Records drawn from a dataset:

—————

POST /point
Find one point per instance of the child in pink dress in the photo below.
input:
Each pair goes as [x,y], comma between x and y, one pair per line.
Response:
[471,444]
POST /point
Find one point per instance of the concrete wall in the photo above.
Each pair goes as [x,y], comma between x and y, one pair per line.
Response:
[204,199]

—————

Exercise instructions: After reading the records above, transcribe them verbatim.

Problem solution:
POST /point
Find one point per instance of the child in pink dress in the photo below.
input:
Each pair goes as [x,y], comma between x and y, one pair per line.
Response:
[471,444]
POST /point
Find one point per instance of the concrete wall in the photo above.
Each pair goes as [x,y], comma between x and y, one pair per line.
Response:
[204,199]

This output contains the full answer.